=== TASK ===
Copy the material below, replacing each "Reported" with "Located" and changing nothing else. Leave the pictures out.

=== RECORDS PROVIDED ===
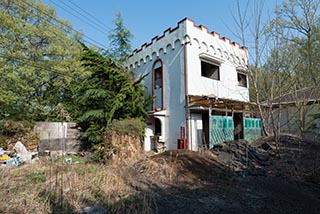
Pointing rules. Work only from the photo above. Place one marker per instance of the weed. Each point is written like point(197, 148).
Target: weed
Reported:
point(37, 177)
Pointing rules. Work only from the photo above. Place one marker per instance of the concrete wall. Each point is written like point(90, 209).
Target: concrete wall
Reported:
point(56, 136)
point(170, 49)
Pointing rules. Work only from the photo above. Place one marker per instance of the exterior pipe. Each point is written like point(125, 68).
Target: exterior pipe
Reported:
point(186, 92)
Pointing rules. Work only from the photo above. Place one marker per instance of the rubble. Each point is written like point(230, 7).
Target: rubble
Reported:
point(240, 155)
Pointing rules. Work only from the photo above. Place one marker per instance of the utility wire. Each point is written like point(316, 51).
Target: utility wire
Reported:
point(94, 19)
point(80, 18)
point(95, 43)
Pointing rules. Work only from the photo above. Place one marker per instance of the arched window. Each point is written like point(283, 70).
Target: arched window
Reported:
point(157, 85)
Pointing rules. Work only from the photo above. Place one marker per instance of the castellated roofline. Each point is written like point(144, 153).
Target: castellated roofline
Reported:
point(202, 27)
point(171, 38)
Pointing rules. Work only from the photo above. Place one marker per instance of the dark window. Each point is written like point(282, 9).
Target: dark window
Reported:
point(158, 77)
point(242, 80)
point(210, 70)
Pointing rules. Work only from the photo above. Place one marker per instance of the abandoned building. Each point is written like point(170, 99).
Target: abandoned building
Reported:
point(200, 87)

=== FINISHED ANSWER ===
Pointing rules. Work only from the photo above. Place one marker per instance of the weed. Each point is written like point(197, 148).
Target: weed
Located:
point(37, 177)
Pointing rules. Work only from the photo above. Place one marker per instance of the concrete wall. Each point is written like point(90, 209).
Target: concrete wall
Located:
point(56, 136)
point(170, 49)
Pointing rules. Work only from the photo above. Place one marker per instance of the exterior pipe. Each point is written like point(125, 68).
Target: exterior pipe
Located:
point(186, 92)
Pointing rules. Work only from the photo above. Place one marker per instance of the rubble. Each point is written like point(230, 7).
Target: rubble
Located:
point(240, 155)
Pointing rules. Work only from the photo above. Place one marker per instance of the utility wire. Each point is written like point(316, 51).
Target: utility wire
Located:
point(94, 19)
point(80, 18)
point(95, 43)
Pointing rules. Work only from the photo above. Place one marker per instance of the arched window. Each point is written like point(283, 70).
Target: arched window
Located:
point(157, 85)
Pointing rules. Work only from the photo above. Place one marker per instance of the castellated roofline. Each point is written like point(144, 153).
Target: castellated roofline
Located:
point(202, 27)
point(171, 38)
Pointing rules. Work only from the photo above. Place one marker per instance of the dark window. Each point is written like point(282, 9).
Target: dark window
Located:
point(158, 77)
point(242, 80)
point(210, 70)
Pointing rules. Work only from the photo above. Place one marker per instance of the abandoned building. Each point is written like point(170, 99).
Target: abandoned building
Located:
point(200, 87)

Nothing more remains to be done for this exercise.